╔══

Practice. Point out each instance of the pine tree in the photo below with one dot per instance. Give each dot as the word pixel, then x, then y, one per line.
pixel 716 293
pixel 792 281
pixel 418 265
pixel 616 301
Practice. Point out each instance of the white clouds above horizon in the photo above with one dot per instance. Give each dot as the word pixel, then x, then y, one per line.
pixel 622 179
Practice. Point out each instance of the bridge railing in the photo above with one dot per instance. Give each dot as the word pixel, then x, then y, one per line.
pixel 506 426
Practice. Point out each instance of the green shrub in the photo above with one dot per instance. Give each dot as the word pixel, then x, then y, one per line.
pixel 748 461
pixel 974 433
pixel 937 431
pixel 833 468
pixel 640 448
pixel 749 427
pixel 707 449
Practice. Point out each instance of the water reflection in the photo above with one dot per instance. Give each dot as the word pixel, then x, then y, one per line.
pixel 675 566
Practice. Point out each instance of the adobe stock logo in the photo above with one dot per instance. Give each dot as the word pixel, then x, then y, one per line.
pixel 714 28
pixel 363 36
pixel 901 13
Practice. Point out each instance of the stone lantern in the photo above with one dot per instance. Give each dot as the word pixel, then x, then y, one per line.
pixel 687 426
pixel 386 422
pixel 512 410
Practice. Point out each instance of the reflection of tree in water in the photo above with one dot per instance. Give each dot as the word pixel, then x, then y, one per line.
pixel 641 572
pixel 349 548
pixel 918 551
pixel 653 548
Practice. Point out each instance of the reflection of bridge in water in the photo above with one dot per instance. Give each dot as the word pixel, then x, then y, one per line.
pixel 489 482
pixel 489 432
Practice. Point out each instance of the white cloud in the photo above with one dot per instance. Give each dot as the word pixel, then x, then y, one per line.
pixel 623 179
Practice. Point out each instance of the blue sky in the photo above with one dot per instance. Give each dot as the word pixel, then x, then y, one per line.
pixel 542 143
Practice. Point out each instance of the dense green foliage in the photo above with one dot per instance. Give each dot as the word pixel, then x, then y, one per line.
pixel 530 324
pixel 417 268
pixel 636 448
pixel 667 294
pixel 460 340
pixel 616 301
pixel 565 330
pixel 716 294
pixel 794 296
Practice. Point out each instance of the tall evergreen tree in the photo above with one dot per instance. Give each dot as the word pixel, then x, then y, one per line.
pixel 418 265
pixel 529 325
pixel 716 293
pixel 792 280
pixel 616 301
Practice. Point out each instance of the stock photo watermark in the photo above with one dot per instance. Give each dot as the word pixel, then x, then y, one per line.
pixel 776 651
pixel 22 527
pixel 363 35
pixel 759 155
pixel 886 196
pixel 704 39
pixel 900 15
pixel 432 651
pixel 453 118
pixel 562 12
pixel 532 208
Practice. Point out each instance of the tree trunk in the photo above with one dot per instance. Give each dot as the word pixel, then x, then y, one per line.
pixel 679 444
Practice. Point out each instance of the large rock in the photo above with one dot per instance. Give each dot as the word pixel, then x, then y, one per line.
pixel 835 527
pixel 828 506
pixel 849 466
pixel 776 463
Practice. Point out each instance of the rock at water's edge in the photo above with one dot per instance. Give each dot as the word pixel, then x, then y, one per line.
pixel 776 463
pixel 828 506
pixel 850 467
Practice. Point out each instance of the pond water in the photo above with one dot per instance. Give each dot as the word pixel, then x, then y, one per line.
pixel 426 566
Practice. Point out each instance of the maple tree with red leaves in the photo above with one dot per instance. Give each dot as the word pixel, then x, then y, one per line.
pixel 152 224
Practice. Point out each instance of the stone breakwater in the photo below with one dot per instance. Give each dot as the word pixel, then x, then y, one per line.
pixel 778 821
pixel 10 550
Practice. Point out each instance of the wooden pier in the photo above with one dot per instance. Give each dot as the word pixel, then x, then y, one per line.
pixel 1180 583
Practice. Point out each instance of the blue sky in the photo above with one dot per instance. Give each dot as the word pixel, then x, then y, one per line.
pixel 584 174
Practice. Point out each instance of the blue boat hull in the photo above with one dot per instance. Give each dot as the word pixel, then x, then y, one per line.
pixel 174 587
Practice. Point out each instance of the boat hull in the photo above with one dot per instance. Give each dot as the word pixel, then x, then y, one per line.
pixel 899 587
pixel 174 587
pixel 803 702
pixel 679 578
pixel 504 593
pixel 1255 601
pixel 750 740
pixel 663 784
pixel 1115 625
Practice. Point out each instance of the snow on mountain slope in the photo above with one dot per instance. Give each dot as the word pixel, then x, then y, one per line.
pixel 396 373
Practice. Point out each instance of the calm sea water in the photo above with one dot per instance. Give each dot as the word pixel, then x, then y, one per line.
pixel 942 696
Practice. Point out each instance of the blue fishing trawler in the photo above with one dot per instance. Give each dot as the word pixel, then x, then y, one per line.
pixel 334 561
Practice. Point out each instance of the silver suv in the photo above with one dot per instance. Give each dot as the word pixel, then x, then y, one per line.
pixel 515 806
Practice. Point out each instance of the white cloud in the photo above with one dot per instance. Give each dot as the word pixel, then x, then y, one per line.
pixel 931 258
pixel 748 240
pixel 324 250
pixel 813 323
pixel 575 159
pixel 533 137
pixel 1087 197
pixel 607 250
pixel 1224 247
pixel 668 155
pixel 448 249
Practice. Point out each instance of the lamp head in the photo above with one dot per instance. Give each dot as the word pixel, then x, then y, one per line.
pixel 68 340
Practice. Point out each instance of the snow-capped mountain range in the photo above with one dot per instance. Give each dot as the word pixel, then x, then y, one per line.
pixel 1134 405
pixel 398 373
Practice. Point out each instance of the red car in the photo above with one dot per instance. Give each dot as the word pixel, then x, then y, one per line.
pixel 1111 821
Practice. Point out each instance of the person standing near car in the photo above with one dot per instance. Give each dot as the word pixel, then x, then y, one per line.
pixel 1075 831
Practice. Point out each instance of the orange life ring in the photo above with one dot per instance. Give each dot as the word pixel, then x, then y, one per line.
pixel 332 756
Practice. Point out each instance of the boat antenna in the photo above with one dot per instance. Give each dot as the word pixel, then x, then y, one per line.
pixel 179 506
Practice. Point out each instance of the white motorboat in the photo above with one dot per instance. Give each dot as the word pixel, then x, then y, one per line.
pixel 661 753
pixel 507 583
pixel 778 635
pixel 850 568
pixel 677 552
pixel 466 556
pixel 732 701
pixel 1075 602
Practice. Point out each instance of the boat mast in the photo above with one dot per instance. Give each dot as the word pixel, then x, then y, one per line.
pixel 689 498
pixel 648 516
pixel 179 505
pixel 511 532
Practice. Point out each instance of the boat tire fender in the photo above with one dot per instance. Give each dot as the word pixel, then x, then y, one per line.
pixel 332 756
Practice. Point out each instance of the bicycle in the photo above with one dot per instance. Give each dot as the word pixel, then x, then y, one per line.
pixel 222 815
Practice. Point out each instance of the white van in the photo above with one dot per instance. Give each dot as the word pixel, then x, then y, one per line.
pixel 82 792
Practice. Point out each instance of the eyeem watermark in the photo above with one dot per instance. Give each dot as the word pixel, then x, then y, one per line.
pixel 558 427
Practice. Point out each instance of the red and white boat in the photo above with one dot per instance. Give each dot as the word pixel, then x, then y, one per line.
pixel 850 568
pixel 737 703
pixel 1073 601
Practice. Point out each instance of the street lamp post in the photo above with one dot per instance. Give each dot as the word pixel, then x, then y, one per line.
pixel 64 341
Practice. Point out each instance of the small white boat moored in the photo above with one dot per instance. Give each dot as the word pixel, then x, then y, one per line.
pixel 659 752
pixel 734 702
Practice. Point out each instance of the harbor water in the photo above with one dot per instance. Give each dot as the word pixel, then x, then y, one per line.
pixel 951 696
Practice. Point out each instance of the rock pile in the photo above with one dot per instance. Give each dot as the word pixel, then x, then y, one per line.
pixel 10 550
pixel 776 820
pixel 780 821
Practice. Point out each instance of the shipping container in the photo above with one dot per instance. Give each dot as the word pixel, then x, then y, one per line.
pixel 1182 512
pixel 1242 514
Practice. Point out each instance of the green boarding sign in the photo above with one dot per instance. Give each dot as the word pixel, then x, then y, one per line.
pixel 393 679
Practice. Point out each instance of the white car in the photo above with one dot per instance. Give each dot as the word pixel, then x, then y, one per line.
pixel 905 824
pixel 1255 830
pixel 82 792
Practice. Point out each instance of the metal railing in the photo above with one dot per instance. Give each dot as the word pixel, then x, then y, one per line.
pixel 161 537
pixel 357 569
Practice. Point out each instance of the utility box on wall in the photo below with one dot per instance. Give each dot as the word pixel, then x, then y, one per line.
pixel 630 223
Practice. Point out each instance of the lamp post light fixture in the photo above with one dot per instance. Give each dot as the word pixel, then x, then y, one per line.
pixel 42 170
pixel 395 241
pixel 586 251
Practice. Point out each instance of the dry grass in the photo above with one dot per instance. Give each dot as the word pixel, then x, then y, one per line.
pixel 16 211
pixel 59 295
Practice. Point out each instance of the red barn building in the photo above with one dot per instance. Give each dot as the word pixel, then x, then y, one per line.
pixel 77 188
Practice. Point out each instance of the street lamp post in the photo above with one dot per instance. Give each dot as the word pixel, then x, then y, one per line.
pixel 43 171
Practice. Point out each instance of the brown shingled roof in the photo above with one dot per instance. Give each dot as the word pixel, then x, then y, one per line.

╚══

● **REQUIRED WORK**: Could you give again, word for word, the line with "Practice. Point out each instance of the green boarding" and all lines after it through the end of the data? Leave out everything else.

● **ANSWER SECTION**:
Practice. Point out each instance of the green boarding sign in the photo above with one dot per instance. Give each dot as the word pixel, then x, then y, one per line.
pixel 393 679
Practice. Point out each instance of the white car in the photo above with one dot per instance. Give each dot as the word pixel, then x, then y, one per line.
pixel 905 824
pixel 1255 830
pixel 82 792
Practice. Point out each instance of the metal railing in the photo above with one dot per instance. Give each dot as the word pixel, then x, then y, one per line.
pixel 161 537
pixel 357 569
Practice. Point out each instance of the utility box on wall in the photo below with one dot per instance. Give each dot as the word pixel, then x, then y, one per line.
pixel 630 223
Practice. Point out each instance of the lamp post light fixture in the photo above with one dot per instance. Give each dot as the word pixel, then x, then y, one per line.
pixel 42 170
pixel 395 241
pixel 586 251
Practice. Point out each instance of the dry grass in the photo above with one dot per instance. Give each dot as the word pixel, then x, then y, one per line.
pixel 16 211
pixel 59 295
Practice. Point out each instance of the red barn building in the photo above with one dot per instance. Give each dot as the word pixel, then x, then y, one per line.
pixel 77 188
Practice. Point out each instance of the street lamp post in the photo above with one dot per instance. Give each dot as the word pixel, then x, then y, one per line.
pixel 43 171
Practice. Point out each instance of the brown shingled roof in the photo above with one dot per instance. Give each dot as the word pixel, then x, then y, one per line.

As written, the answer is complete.